Selected excerpt >>
··········

Columbus Rec and Parks offers adaptive sports, exercise for disabled

Max Damron, 24, swings a seat back into place after using a strength training machine at Columbus Parks and Recreation's Franklin Park Adventure Center, home to a fitness facility which meet the needs of individuals with disabilities. The equipment that Damron uses easily adapts to accommodate an individual who uses a wheelchair.

Jeremy Finton knows how difficult it can be to adjust to a disability.

He remembers the early days, fumbling around after breaking his neck in 2001, realizing he would never be able to walk again — let alone play sports or exercise the same way he once could — after being limited to the mobility of a wheelchair.

“I want to make it better for the next person behind me,” the 42-year-old said, explaining that 20 years ago, it was much more difficult to find fitness opportunities for the disabled.

As a full-time staffer at the Columbus Recreation and Parks Department’s Franklin Park Adventure Center, Finton has been doing his best to adhere to that goal.

Jeremy Finton sets up for boccia inside Columbus Parks and Recreation's Franklin Park Adventure Center. Finton runs several adaptive sports leagues.

He runs several adaptive sports leagues for those with disabilities at Franklin Park, which offers therapeutic recreation programs modified to fit the needs of individuals with disabilities. Before being hired on full time in 2015, he was a volunteer coach at the center starting in 2013.

··········

Carry on the article about Columbus Recreation and Parks' adaptive sports programs from where it stops. The material after this point is not needed for the work here.

Source data >>
··········

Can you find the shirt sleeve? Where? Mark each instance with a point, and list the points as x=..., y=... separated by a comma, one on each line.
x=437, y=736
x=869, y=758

··········

Answer area >>
Located behind the Franklin Park Conservatory off West Broad Street, the Franklin Park Adventure Center offers a score of inclusive sports leagues — everything from blind soccer to wheelchair tennis to adaptive marksmanship — the center’s interim director, Preston Shepard, said. On the second floor, anyone is welcome to use dozens of adaptive exercise machines.

“We have at least 120 people in here a week,” Shepard said. “And we don’t charge for the fitness center. We just ask that people get a waiver signed by their doctor.”

Working out independently

Preston Shepard is the current director of Columbus Parks and Recreation's therapeutic recreation program, housed in the Franklin Park Adventure Center.

Max Damron has been going to Franklin Park since he was 8 years old.

The 24-year-old, who uses a wheelchair, exercises at the center most days, starting his workouts with a 2.5-mile spin around the gym on the center’s first floor, usually making around 20-30 laps over the course of an hour. Then he heads upstairs to use a modified version of the lats pull-down machine, which exercises muscles in the back and upper body.